(Extracted records Opens)

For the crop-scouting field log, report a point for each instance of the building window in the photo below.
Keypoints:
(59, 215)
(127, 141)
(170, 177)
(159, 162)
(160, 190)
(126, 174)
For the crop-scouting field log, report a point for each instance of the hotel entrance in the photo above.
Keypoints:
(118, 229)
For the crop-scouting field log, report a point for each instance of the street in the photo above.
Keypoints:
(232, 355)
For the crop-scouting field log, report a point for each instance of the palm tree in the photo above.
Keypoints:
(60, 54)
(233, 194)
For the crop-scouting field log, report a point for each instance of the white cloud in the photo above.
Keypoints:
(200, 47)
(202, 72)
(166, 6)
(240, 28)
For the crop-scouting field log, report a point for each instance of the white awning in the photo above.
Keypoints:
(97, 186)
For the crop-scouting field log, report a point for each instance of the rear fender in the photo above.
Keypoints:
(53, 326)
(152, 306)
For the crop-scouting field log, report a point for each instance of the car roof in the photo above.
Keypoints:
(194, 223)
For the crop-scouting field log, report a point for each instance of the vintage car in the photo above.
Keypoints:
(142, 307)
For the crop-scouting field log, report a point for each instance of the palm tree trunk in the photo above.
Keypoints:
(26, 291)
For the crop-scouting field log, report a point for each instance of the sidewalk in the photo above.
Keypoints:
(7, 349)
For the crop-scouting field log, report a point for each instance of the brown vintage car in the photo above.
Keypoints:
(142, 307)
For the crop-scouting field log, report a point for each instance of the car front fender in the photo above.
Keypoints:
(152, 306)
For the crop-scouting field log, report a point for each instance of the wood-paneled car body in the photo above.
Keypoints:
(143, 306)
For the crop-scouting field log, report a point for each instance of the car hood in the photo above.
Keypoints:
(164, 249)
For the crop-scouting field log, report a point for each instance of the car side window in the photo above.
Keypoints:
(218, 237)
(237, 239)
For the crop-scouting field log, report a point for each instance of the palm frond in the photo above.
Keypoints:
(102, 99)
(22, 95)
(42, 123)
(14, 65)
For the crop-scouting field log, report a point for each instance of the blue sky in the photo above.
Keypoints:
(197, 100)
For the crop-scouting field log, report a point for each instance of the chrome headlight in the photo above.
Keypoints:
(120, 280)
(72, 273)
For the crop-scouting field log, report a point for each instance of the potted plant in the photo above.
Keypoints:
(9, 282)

(Extracted records Closes)

Directions for this task
Reproduce, exactly as they stand in the data above, the lines from the one that holds "headlight in the photo above." to the one that holds "plant in the photo above.", inclusive.

Solution
For the crop-scouting field log, report a point for each instance of the chrome headlight in the photo above.
Keypoints:
(120, 280)
(72, 273)
For the crop-scouting field log, report a point for each instance of the potted plant in the photo above.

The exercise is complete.